(EXERCISE TASK)
From the line containing "Target: background tree trunk" through the last line of the entries below, repeat each line word for word and leave out the rest.

(DATA FOR THE TASK)

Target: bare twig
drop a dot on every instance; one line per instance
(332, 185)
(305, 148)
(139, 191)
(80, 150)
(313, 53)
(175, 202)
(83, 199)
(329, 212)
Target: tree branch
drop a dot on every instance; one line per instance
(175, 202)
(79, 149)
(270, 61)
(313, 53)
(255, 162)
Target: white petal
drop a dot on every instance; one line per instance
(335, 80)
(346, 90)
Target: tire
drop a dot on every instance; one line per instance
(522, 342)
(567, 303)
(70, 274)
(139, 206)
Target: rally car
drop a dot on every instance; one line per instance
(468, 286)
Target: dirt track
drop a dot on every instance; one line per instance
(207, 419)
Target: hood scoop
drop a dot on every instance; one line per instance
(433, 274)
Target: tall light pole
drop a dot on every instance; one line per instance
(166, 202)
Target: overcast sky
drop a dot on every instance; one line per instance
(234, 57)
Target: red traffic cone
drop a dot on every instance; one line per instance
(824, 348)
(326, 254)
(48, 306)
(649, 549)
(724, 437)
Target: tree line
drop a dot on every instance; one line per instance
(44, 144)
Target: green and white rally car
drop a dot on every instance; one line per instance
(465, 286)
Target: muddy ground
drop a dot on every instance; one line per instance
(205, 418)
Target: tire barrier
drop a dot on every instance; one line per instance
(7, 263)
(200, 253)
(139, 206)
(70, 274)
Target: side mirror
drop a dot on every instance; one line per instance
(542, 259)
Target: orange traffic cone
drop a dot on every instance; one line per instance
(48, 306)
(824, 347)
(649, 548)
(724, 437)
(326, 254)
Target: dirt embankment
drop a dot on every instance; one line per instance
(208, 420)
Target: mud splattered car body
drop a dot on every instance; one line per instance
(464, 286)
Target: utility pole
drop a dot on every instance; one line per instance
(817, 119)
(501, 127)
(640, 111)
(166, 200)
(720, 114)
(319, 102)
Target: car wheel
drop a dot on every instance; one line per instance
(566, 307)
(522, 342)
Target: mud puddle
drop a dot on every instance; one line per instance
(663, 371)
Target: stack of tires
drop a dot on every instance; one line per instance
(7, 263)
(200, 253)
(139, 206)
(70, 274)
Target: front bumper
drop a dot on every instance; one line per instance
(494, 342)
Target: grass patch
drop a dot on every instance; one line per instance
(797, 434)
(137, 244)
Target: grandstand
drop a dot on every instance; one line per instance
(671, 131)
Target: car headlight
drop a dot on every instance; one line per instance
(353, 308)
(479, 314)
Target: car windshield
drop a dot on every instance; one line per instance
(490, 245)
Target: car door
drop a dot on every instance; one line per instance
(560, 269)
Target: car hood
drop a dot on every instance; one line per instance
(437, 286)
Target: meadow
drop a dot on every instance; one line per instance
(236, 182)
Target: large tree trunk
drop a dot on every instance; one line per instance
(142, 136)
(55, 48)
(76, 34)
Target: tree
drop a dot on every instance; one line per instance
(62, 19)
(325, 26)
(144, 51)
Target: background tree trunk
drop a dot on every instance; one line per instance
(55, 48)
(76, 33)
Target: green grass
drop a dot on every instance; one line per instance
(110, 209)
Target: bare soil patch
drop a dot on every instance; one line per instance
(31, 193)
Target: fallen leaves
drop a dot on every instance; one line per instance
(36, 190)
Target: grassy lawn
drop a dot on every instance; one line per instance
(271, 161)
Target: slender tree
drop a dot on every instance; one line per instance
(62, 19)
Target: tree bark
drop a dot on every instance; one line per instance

(SOLVED EXERCISE)
Target: background tree trunk
drop a dot on every instance; one line per instance
(55, 48)
(76, 33)
Target: green grass
drop a dot on every instance; one line per instance
(110, 209)
Target: bare soil patch
drop a dot on every instance; one line per instance
(31, 193)
Target: fallen leaves
drop a dot on every instance; one line per instance
(36, 190)
Target: grassy lawn
drop a dot on every instance; one line per instance
(271, 161)
Target: slender tree
drop a dot on every instance; one line per instance
(62, 19)
Target: tree bark
drop a dot on every instance; one line per instance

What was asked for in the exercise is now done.